◆ What the exercise asks: Please output everything in the page on mean, geometric mean and median from "To compute the" down to "computed by Prism.", copied word for word.

Start of Document segment

Interpreting results: Mean, geometric mean and median 

Interpreting results: Mean, geometric mean and median 


The mean is the average. Add up the values, and divide by the number of values.
The median is the 50th percentile. Half the values are higher than the median, and half are lower.
Compute the logarithm of all values, compute the mean of the logarithms, and then take the antilog. It is a better measure of central tendency when data follow a lognormal distribution (long tail).
If your data are sampled from a Gaussian distribution, the mean, geometric mean and median all have similar values. But if the distribution is skewed, the values can differ a lot as this graph shows:
The graph shows one hundred values sampled from a population that follows a lognormal distribution. The left panel plots the data on a linear (ordinary) axis. Most of the data points are piled up at the bottom of the graph, where you can't really see them. The right panel plots the data with a logarithmic scale on the Y axis. On a log axis, the distribution appears symmetrical. The median and geometric mean are near the center of the data cluster (on a log scale) but the mean is much higher, being pulled up by some very large values.
Why is there no 'geometric median'? you would compute such a value by converting all the data to logarithms, find their median, and then take the antilog of that median. The result would be identical to the median of the actual data, since the median works by finding percentiles (ranks) and not by manipulating the raw data.
The idea of trimmed or Winsorized means is to not let the largest and smallest values have much impact. Before calculating a trimmed or Winsorized mean, you first have to choose how many of the largest and smallest values to ignore or down weight. If you set K to 1, the largest and smallest values are treated differently. If you set K to 2, then the two largest and two smallest values are treated differently. K must be set in advance. Sometimes K is set to 1, other times to some small fraction of the number of values, so K is larger when you have lots of data.
To compute a trimmed mean, simply delete the K smallest and K largest observations, and compute the mean of the remaining data.
To compute a Winsorized mean, replace the K smallest values with the value at the K+1 position, and replace the k largest values with the value at the NK1 position. Then take the mean of the data. .
The advantage of trimmed and Winsorized means is that they are not influenced by one (or a few) very high or low values. Prism does not compute these values.
To compute the harmonic mean, first transform all the values to their reciprocals. Then take the mean of those reciprocals. The harmonic mean is the reciprocal of that mean. If the values are all positive, larger numbers effectively get less weight than lower numbers. The harmonic means is not often used in biology, and is not computed by Prism.
The mode is the value that occurs most commonly. It is not useful with measured values assessed with at least several digits of accuracy, as most values will be unique. It can be useful with variables that can only have integer values. While the mode is often included in lists like this, the mode doesn't always assess the center of a distribution. Imagine a medical survey where one of the questions is "How many times have you had surgery?" In many populations, the most common answer will be zero, so that is the mode. In this case, some values will be higher than the mode, but none lower, so the mode is not a way to quantify the center of the distribution.

End of Document segment
Start of Dataset excerpts

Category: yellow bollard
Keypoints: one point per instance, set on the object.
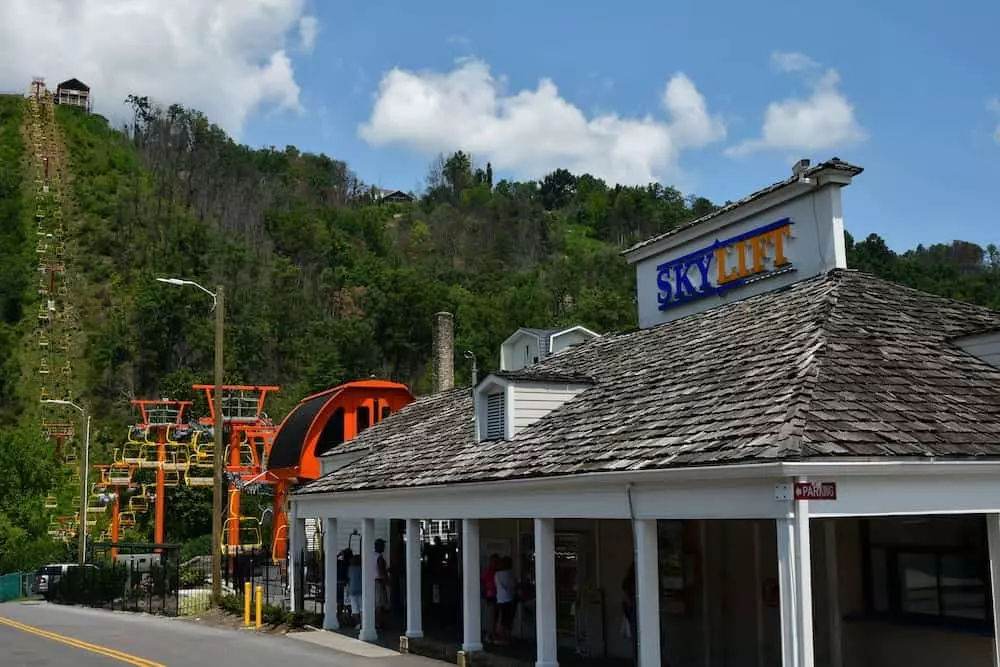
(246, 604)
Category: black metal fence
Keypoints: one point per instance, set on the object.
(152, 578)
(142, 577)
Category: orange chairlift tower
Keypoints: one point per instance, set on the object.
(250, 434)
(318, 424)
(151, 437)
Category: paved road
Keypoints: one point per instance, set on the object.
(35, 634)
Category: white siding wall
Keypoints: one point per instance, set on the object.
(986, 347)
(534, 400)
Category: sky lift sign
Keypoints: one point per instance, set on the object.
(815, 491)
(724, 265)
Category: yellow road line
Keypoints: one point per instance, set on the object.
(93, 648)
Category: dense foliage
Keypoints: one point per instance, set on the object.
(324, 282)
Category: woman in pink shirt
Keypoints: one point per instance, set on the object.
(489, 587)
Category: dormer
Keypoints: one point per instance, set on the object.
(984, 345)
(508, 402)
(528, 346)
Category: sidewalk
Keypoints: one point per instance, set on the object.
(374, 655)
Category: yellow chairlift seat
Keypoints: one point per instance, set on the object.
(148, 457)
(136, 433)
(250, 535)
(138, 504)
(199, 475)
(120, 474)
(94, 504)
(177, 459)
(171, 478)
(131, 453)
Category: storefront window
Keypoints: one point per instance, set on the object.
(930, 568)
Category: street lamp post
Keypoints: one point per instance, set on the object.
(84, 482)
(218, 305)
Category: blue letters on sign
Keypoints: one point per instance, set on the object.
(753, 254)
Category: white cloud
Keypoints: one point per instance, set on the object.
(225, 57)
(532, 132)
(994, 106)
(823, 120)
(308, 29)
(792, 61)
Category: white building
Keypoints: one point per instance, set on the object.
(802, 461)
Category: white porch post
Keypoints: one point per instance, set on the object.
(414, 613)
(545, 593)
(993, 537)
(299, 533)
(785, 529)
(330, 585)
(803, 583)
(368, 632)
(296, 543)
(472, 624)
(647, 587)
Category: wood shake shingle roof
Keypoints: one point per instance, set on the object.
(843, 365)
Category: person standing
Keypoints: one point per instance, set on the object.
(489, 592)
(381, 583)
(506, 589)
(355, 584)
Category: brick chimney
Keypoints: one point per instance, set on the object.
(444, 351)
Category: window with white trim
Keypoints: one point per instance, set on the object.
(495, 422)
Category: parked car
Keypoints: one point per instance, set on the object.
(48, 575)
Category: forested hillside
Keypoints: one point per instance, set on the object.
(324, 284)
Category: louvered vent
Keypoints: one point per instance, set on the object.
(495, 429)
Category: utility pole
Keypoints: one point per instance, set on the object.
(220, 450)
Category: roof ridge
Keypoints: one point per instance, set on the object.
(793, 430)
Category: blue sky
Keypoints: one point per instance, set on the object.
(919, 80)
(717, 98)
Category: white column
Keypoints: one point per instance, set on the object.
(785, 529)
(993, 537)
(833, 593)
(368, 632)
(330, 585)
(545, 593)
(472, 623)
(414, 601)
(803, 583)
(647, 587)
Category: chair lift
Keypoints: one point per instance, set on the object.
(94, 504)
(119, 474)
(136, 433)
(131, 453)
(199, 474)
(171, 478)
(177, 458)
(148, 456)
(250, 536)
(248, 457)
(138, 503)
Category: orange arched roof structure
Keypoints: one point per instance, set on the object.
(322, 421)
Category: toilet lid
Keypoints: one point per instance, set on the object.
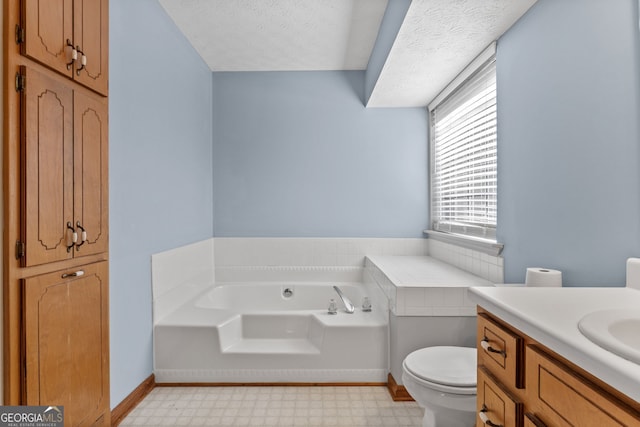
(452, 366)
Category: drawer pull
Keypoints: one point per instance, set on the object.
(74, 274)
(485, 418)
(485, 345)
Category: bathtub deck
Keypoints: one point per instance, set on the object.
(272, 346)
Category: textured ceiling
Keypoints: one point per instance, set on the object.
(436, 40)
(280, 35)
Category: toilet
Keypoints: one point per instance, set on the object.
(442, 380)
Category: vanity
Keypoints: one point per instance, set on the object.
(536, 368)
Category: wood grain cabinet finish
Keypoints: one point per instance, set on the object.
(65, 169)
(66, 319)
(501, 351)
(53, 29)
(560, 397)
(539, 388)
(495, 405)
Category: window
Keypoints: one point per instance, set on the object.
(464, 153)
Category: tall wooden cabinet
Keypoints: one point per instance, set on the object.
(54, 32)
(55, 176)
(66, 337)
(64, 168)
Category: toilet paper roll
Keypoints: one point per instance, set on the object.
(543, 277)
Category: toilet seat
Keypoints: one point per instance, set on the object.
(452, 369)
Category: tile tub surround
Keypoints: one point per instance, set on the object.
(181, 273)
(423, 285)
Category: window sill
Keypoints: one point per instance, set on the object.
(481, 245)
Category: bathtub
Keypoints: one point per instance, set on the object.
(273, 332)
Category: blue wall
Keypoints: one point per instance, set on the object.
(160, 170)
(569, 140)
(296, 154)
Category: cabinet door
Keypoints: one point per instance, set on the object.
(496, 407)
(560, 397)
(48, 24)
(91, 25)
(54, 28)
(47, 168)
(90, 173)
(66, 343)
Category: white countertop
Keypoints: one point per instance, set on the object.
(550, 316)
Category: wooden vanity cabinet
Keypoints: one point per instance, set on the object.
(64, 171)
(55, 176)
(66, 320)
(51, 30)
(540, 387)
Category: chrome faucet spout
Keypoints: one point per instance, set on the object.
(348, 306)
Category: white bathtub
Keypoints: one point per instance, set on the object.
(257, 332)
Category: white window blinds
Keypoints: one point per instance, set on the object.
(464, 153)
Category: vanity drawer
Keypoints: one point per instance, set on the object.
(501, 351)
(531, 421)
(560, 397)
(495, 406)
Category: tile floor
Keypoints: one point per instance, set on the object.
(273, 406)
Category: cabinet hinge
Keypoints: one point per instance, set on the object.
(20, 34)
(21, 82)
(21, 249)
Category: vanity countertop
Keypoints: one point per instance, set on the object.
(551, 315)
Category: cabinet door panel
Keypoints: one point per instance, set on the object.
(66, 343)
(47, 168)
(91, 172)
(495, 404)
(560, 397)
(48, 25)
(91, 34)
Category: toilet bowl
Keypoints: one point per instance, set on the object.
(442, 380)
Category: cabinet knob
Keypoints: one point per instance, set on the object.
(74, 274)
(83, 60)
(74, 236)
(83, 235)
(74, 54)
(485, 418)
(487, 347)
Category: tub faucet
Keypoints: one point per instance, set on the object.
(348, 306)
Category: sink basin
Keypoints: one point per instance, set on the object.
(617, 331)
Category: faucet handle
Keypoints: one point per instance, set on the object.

End of Dataset excerpts

◆ Exercise result:
To compute the harmonic mean, first transform all the values to their reciprocals. Then take the mean of those reciprocals. The harmonic mean is the reciprocal of that mean. If the values are all positive, larger numbers effectively get less weight than lower numbers. The harmonic means is not often used in biology, and is not computed by Prism.